- [Things to do]:
1) From the aquarium plant thread, list the plants DBam names as some of the easiest to grow.
2) Please answer these questions from the aquarium plant thread:
(a) Which tank holds the dwarf frogs?
(b) What filter runs on the 30 gallon tank?
(c) What wattage is the T8 Aqua Glo tube?
3) Write the next part of the aquarium plant thread, picking up after its last line.

- [Excerpt]:
# Plant Advice for the Low-Tech Newb?



## Shrimpette (Feb 17, 2015)

Ok, I'm so over java moss. too much shedding and littering the tank and clogging the filter. I need *real* plants. 

I'm kind of new to all of this (had the typical guppy/platy/tetra type stuff as a kid) and I've never had much luck with plants. I'm looking for advice on what I should get. Neither tank is very strongly lit so my best chances would be with something requiring low light, no CO2, no special substrates for now. I don't mind a bit of offshoots happening, but littering tiny bits and pieces to break down and pollute the water/filter is what I'm hoping to stay away from. Something pretty hardy I guess and ones I can plant rather than float.

They'll be going in a 10 gallon with gravel and dwarf frogs and in a 29/30 gallon I'm hoping to change to sand or fine grain gravel for the kribs and corries living there.

Oh, and I guess locally obtainable and inexpensive would be most ideal. What are your go-to plants for newbies lacking in green/wet thumbs?

Thanks for your advice, I appreciate everything I'm learning from you guys


----------



## DBam (Aug 9, 2010)

Some of the easiest might include but are not limited to:
Amazon swords
Java fern
Anubias
Cryptocorne wendtii
Elodea
Wisteria

What is your existing lighting and filtration on your tanks? These may make a big difference in what you can hope to grow.


----------



## Shrimpette (Feb 17, 2015)

Hi DBam, thanks for your reply! To answer your questions, they are both florescent lighting. The 10 gallon was sold with a 18W compact florescent spiral giving 1170 lumens but I need to change that as 1) it seems *too* bright for such a small aquarium and having it on for more than a few hours a day was bringing on the algae quicker than I'd like; and 2) the hood calls for a max 25W *tube* light, and I think the one in there isn't even made for aquariums. The 29/30 gallon has a 20 watt T8 Aqua Glo tube (light diluted a bit by a small patch of lime build up on the glass under the fixture. I'd love to upgrade the lighting on these tanks but I've sunk more of my budget into getting these started up again than ideal, so that might be a separate post to run in the equipment section (lighting on a budget!) lol 

10g is running an aquean quiteflow10 hang on back, while the 30g has an AC70.

Thanks for the great suggestions so far - that anubias in particular is quite pretty!


----------



## Chiumanfu (Oct 30, 2014)

- [Dataset excerpts]:
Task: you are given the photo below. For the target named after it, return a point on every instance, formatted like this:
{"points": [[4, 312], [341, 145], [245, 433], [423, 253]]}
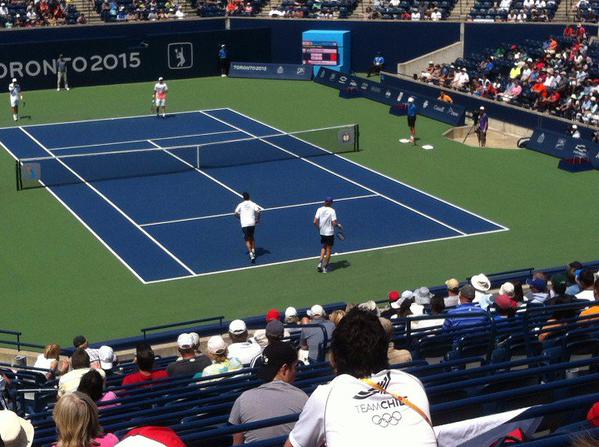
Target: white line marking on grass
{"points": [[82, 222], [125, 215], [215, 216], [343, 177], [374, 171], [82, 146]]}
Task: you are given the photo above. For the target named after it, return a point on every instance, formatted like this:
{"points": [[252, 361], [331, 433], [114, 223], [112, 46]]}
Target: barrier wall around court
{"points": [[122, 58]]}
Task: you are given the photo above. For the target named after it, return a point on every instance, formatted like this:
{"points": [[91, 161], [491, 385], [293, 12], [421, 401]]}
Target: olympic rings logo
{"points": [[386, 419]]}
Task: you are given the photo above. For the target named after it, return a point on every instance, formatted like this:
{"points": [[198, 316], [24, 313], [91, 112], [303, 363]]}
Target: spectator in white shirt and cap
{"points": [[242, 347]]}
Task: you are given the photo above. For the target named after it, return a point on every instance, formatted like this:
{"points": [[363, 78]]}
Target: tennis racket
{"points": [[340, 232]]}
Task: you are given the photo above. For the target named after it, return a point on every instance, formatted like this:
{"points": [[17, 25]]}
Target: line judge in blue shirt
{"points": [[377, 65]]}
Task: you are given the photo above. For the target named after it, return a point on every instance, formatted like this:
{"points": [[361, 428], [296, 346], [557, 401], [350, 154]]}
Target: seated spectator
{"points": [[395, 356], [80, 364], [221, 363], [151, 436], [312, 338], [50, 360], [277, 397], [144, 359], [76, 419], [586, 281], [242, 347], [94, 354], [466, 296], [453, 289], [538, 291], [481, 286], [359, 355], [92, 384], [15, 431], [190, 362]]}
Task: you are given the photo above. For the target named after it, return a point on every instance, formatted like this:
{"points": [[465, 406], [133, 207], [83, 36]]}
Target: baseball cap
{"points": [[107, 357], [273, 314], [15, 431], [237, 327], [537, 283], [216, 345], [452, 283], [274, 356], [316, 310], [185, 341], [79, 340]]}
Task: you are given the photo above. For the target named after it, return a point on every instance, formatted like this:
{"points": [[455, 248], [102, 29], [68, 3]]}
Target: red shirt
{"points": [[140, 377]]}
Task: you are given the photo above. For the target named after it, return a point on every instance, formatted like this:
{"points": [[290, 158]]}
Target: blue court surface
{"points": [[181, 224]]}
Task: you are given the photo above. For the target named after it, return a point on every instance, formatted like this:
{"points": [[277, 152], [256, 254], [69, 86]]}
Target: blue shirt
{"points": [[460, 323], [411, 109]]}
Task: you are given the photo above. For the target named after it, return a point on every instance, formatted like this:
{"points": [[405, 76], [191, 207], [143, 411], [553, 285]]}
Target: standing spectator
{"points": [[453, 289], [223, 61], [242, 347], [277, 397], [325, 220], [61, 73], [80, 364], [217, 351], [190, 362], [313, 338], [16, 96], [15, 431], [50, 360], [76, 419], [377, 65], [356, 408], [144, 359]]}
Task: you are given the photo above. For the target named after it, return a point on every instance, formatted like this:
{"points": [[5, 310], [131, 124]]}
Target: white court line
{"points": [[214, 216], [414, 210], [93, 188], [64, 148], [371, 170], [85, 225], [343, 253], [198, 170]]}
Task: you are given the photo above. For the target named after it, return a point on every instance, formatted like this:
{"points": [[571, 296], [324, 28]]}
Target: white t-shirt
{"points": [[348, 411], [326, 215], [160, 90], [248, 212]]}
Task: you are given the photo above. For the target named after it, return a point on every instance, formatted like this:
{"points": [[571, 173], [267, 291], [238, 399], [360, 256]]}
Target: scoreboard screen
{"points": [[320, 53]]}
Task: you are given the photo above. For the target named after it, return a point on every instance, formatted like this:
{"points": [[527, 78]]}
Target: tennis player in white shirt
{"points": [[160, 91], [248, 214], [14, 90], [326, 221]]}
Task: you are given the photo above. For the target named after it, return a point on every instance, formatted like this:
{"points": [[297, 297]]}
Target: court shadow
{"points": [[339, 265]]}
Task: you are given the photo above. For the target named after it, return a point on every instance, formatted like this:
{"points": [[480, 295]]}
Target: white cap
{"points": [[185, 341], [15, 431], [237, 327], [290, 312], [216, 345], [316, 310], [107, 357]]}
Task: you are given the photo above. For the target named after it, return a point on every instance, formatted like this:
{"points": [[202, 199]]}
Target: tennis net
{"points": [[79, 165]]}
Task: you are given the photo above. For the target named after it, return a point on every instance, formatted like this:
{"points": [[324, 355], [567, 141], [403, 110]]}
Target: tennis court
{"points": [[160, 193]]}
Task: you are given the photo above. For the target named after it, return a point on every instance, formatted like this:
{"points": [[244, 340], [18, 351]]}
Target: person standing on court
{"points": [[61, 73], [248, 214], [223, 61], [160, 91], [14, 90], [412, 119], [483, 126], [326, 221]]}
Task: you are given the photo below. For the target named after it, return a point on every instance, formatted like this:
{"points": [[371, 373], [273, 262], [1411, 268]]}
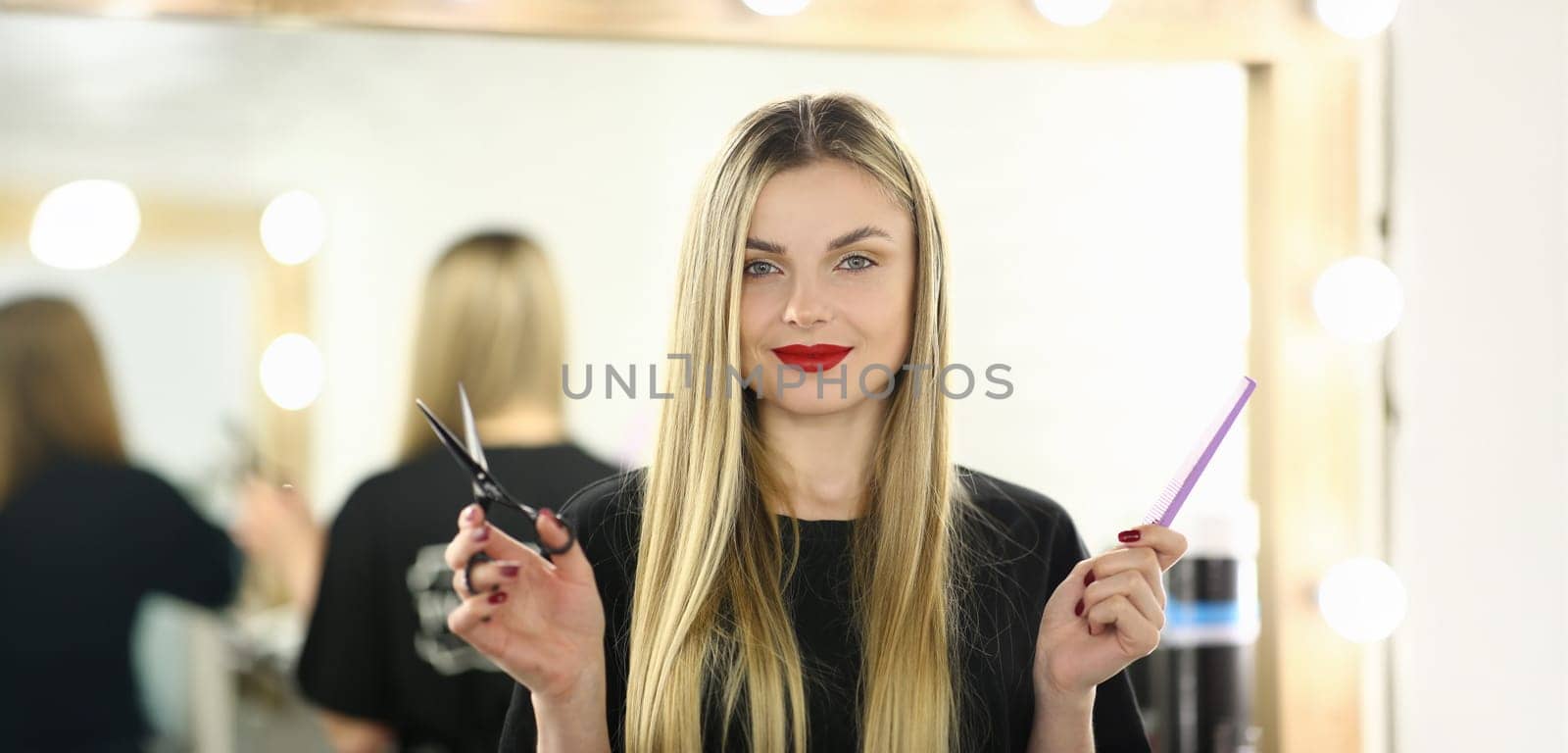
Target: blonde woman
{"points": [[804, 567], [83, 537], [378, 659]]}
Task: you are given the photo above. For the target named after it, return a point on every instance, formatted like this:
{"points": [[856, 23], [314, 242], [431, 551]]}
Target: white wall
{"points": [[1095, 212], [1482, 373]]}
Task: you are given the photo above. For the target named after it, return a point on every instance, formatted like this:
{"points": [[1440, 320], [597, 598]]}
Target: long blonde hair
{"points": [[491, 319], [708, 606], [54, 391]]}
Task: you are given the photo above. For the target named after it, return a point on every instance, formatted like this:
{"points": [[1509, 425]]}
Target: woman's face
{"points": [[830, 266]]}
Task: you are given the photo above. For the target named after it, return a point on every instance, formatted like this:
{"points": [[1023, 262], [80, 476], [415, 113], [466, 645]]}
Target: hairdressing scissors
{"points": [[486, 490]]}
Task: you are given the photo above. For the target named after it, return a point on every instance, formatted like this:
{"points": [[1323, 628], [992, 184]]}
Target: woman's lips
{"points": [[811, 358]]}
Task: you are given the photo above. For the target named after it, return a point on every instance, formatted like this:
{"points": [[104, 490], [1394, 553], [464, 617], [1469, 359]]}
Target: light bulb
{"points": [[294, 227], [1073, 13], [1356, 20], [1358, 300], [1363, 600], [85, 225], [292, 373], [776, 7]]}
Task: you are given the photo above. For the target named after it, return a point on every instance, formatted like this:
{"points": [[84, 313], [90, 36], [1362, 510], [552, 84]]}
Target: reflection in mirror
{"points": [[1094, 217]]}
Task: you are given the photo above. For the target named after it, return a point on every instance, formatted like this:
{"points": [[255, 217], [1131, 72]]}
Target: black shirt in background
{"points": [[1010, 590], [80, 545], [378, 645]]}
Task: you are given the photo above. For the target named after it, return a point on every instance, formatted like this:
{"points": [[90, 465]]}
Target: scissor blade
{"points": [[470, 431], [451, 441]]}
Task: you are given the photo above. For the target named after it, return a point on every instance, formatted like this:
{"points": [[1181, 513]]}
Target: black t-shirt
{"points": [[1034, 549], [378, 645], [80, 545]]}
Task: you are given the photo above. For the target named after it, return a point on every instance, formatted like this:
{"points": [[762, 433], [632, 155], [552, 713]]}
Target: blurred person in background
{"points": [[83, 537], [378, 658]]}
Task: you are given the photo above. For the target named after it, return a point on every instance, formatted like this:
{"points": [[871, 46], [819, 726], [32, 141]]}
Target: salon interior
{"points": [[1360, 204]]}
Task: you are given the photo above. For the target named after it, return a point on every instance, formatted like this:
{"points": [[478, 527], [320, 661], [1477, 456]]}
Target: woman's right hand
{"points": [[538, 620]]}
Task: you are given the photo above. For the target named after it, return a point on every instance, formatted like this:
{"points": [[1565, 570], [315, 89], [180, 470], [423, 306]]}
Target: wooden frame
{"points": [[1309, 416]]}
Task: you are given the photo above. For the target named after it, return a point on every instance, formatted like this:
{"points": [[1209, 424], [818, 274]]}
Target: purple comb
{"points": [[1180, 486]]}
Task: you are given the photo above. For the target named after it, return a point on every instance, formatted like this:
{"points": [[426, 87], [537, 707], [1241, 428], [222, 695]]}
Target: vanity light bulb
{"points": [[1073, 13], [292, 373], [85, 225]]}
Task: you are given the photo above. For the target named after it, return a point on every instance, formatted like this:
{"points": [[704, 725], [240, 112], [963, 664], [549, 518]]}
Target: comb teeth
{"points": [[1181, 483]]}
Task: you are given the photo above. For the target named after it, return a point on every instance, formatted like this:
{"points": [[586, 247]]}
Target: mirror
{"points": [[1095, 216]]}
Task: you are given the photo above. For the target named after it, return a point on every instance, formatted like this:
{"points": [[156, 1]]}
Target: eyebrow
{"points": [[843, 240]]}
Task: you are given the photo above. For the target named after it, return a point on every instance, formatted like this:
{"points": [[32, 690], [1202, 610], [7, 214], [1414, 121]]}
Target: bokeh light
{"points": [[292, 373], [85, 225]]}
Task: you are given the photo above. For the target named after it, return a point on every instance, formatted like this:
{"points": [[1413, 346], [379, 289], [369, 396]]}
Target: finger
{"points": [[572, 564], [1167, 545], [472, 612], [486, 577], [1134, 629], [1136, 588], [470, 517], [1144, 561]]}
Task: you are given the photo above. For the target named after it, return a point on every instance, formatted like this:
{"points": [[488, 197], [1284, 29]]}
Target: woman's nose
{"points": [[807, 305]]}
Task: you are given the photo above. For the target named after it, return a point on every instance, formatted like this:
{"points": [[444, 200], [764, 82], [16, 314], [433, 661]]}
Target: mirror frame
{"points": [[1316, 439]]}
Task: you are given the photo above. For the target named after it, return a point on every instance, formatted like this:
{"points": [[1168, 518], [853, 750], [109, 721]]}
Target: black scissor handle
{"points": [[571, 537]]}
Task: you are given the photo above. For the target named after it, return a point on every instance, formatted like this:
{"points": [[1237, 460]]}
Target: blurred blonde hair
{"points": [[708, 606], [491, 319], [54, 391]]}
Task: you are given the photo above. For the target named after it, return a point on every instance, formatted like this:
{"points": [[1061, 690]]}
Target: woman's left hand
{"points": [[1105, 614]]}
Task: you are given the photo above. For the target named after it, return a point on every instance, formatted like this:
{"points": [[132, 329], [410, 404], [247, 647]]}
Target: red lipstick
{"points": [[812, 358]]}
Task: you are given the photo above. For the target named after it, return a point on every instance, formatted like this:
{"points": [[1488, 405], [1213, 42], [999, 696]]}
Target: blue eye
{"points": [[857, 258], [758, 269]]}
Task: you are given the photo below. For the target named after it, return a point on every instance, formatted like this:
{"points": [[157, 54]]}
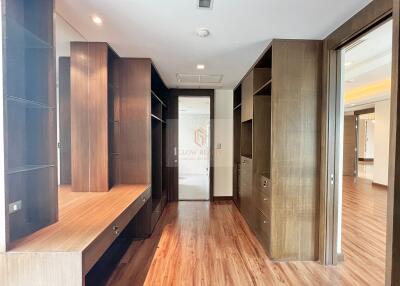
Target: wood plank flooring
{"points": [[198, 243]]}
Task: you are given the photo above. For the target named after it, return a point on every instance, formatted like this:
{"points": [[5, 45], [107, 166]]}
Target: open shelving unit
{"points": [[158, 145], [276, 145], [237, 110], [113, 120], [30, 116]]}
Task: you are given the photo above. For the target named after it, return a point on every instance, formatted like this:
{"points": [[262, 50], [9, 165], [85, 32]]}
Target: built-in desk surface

- [Expected responses]:
1)
Amazon swords
Java fern
Anubias
Cryptocorne wendtii
Elodea
Wisteria

2)
(a) The 10 gallon tank
(b) An AC70
(c) 20 watts

3)
I would stick to Anubias and Java fern. They are super simple and water column feeders so no need for special substrate. They shouldn't be buried rather attached to rock or wood. There are enough variations to create a good variety of textures. ie. standard Java fern contrasting with "windelov" and bordered by "narrow" can look really spectacular. Maybe add a large Anubias barteri var coffeefolia as a center piece. In the ten gallon stick to the smaller varieties to create a sense of scale. Anubias nana petite and Narrow java fern.

Don't throw away all the java moss. It looks really good when tied to driftwood and trimmed on a somewhat regular basis.


----------



## DBam (Aug 9, 2010)

+1 for everything Chiumanfu said. Check out some of the sponsors for lighting. You can get a new HO T5 setup for under $30 in a size appropriate for your larger tank. I picked one up from Canadian Aquatics for very cheap the last time I needed to change lighting and didn't have to spend much. Replacement bulbs are inexpensive for those units too.


----------



## Shrimpette (Feb 17, 2015)

Thank you both so much. Java fern was already on my radar and I have a couple driftwood pieces awaiting adornment.

I did visit the LFS this afternoon and already picked up a java fern, what I recognized as wisteria, and what I think is a sword. Anubias was a bit pricey, but it's on my radar and I'll keep my eyes open for it 

The sword and wisteria I will plant and I'll try to attach the java fern to one of the driftwoods (and will attempt the moss on the other one). Will I need fertilizer for the sword and wisteria?

I didn't know there were so many varieties of java fern... I see it in stores labelled java fern, but no specification on variety as far as I can recall.

Oh, and what is a HO T5 setup? (I recognize the T5 part but don't know the HO part lol). $30 seems pretty reasonable but every time I turn around I seem to be dropping another $25, $30, $40 etc etc on "just a couple more things/fish" 

Thanks again for both your help <3


----------



## DBam (Aug 9, 2010)

HO = high output; higher effective lumens/watt and the bulb is lower wattage than it's regular fluorescent equivalent. For example a regular cfl bulb might be 55W but the HO bulb might only draw 47W and will be brighter. 

I know what you mean about budgeting. There's always something more to get. I basically tell myself my fish budget is $0 at all times. Keeps me out of trouble.


----------



## Shrimpette (Feb 17, 2015)

ah gotcha, thanks 

I'm looking forward to the near-zero budget days. Had no choice on the broken filter and heaters, and the plants and new gravel were almost no-choice lol. Replacing the lights and lid on the 10 gallon are high-desired luxuries in comparison! That's where I could "stay strong" but... I guess we'll see  Can't hurt to obsessively stalk classifieds and CA's stock list in the meantime...............................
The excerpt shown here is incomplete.